◆ **Short exercise**:
Duplicate every line of the material below without any change.

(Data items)
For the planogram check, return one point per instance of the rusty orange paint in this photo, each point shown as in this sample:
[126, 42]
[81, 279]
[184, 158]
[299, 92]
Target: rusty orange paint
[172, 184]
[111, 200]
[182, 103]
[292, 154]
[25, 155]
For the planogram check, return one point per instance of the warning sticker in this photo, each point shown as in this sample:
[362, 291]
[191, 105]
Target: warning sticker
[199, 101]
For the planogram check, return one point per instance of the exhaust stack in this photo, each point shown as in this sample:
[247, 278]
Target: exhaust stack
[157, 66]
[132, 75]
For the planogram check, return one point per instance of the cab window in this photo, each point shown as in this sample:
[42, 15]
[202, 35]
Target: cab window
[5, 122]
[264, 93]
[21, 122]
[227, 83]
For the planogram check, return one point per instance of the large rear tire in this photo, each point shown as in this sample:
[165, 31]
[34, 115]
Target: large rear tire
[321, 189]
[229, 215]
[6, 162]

◆ **Problem solution**:
For the planogram check, return one point per instance of the rusty orange paint in this photo, each point shown as in this sample:
[126, 42]
[81, 279]
[184, 158]
[299, 92]
Target: rusty orange paint
[172, 184]
[111, 200]
[182, 103]
[292, 154]
[25, 155]
For the planogram check, return one point per instance of the warning sticker in this photo, each point shown as in this sample:
[362, 291]
[191, 105]
Target: warning sticker
[199, 101]
For the planogram check, return one point per instance of the exhaust stack in this photo, each point shown as in this sample:
[247, 278]
Target: exhaust stack
[157, 66]
[132, 75]
For the planogram check, return one point per instance of the cab window in this photo, each point shown as in this sample:
[42, 15]
[202, 35]
Target: cab window
[5, 122]
[264, 93]
[21, 122]
[227, 83]
For the planogram check, return one point per instance of the large rear tire in this photo, each point shown as in this sample:
[165, 31]
[34, 115]
Target: large rear tire
[321, 189]
[229, 215]
[6, 162]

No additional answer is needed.